# [本文抜粋]
╔══
それで、見逃していた『親切なクムジャさん』を拝見した
客席は少なかったが、3連休最終日ということで意外と入っていた。

ーー
ヒトの中心にある存在は、善かそれともそれとは異なる存在なのか?

復讐は、復讐の根となったものをとってはくれない
空しさだけがつつみこんでいく。

ヒロイン イ・ヨンエといえば
韓国女優の頂点に君臨するひとで、やはり日本でも何回も放映されている
朝廷料理人ものが有名だ。控えめな善な女を『演』じる姿が
多くのヒトに好感を持たれている

この作品は、巷では復讐3部作ということらしいが

連作というカンジはしなかった。

復讐者に特化した絵を撮りたいのであれば
イ・ヨンエの才能をもってすればもっと演れそうなきがした。

悪役からヒーローまで総てを演じきれる
役柄の幅広さを如何なくなく発揮するチェ・ミンシク。
╚══
# [データ一覧]
╔══
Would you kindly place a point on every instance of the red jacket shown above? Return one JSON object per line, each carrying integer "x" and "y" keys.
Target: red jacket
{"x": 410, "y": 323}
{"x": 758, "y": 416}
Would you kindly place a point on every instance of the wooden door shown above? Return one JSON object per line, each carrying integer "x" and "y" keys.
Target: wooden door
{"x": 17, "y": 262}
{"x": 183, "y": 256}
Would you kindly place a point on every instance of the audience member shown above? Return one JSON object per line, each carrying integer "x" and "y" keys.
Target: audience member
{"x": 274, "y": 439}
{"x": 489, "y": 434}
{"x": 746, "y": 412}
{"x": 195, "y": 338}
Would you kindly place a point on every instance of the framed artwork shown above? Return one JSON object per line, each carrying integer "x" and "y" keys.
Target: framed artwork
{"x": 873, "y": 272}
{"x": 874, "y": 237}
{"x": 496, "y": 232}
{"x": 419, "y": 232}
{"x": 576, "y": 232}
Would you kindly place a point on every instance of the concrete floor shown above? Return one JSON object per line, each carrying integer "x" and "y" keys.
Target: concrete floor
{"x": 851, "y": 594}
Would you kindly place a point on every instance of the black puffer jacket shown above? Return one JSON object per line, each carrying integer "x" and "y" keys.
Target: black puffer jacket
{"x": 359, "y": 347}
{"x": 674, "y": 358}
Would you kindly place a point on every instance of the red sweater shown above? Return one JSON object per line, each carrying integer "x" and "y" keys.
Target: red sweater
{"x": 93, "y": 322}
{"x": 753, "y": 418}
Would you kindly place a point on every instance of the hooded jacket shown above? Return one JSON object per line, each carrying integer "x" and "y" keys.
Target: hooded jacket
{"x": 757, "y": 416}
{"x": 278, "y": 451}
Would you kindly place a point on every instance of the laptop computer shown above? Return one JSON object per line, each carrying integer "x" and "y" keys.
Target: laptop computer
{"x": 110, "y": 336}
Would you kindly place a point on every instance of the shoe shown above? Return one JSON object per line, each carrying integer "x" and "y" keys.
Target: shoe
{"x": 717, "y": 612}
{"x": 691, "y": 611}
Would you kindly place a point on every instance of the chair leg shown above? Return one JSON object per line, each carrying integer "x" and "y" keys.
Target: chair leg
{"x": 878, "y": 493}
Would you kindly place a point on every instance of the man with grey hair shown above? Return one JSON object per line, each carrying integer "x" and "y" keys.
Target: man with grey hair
╚══
# [作成内容]
映画の感想文を、一字一句変えずに最初から最後まで書き写してください。 データは映画の感想文とは別の素材です。

# [作業の回答]
それで、見逃していた『親切なクムジャさん』を拝見した
客席は少なかったが、3連休最終日ということで意外と入っていた。

ーー
ヒトの中心にある存在は、善かそれともそれとは異なる存在なのか?

復讐は、復讐の根となったものをとってはくれない
空しさだけがつつみこんでいく。

ヒロイン イ・ヨンエといえば
韓国女優の頂点に君臨するひとで、やはり日本でも何回も放映されている
朝廷料理人ものが有名だ。控えめな善な女を『演』じる姿が
多くのヒトに好感を持たれている

この作品は、巷では復讐3部作ということらしいが

連作というカンジはしなかった。

復讐者に特化した絵を撮りたいのであれば
イ・ヨンエの才能をもってすればもっと演れそうなきがした。

悪役からヒーローまで総てを演じきれる
役柄の幅広さを如何なくなく発揮するチェ・ミンシク。